■ Work instructions:
Please reproduce the listing below with "stone urn" switched to "stone vase", keeping everything else the same.

(Data extracted from a collection)
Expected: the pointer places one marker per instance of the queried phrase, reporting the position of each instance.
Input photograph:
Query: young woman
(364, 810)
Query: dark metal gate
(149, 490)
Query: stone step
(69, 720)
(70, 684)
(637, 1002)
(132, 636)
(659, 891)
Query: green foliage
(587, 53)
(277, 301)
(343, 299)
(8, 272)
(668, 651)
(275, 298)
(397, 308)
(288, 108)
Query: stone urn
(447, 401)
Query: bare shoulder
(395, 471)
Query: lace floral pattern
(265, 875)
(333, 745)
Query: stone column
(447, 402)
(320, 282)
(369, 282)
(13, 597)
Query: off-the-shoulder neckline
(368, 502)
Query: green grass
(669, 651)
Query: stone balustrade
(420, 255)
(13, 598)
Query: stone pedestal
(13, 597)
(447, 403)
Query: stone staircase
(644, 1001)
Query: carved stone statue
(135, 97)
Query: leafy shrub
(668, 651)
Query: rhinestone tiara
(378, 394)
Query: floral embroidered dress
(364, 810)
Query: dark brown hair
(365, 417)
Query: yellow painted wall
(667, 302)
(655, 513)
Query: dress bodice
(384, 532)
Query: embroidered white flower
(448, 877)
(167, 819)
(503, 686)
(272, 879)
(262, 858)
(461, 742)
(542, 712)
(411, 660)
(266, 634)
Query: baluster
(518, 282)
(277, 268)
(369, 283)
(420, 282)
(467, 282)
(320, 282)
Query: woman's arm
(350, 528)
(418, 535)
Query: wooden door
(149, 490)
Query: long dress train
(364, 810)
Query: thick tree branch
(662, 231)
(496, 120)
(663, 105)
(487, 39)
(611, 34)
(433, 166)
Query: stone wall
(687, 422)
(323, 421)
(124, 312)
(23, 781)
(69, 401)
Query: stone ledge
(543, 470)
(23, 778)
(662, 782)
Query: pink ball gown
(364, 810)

■ Solution below:
Expected: the pointer places one marker per instance of the queried phrase, reporting the position of each instance.
Input photograph:
Query: young woman
(364, 810)
Query: dark metal gate
(149, 490)
Query: stone step
(69, 720)
(70, 684)
(637, 1002)
(132, 636)
(659, 891)
Query: green foliage
(587, 53)
(277, 301)
(343, 299)
(8, 272)
(668, 651)
(275, 298)
(397, 308)
(288, 108)
Query: stone vase
(447, 401)
Query: bare shoulder
(395, 471)
Query: lace floral pattern
(265, 875)
(333, 745)
Query: stone column
(447, 402)
(320, 282)
(369, 282)
(13, 597)
Query: off-the-shoulder neckline
(368, 502)
Query: green grass
(669, 651)
Query: stone balustrade
(420, 255)
(13, 598)
Query: stone pedestal
(13, 597)
(447, 403)
Query: stone staircase
(644, 1001)
Query: carved stone statue
(135, 97)
Query: leafy shrub
(668, 651)
Query: rhinestone tiara
(378, 394)
Query: floral embroidered dress
(364, 810)
Query: dark brown hair
(365, 417)
Query: yellow painted wall
(667, 302)
(655, 513)
Query: dress bodice
(384, 532)
Query: embroidered white flower
(448, 877)
(167, 819)
(503, 686)
(272, 879)
(262, 858)
(461, 742)
(542, 712)
(411, 660)
(266, 634)
Query: baluster
(518, 282)
(277, 268)
(369, 283)
(420, 282)
(467, 282)
(320, 282)
Query: woman's arm
(350, 528)
(418, 535)
Query: wooden door
(149, 490)
Query: long dress train
(364, 810)
Query: thick tree branch
(662, 231)
(496, 120)
(663, 105)
(487, 39)
(611, 34)
(433, 166)
Query: stone wall
(687, 422)
(323, 421)
(124, 312)
(23, 781)
(69, 401)
Query: stone ledge
(543, 470)
(23, 778)
(662, 782)
Query: pink ball gown
(364, 810)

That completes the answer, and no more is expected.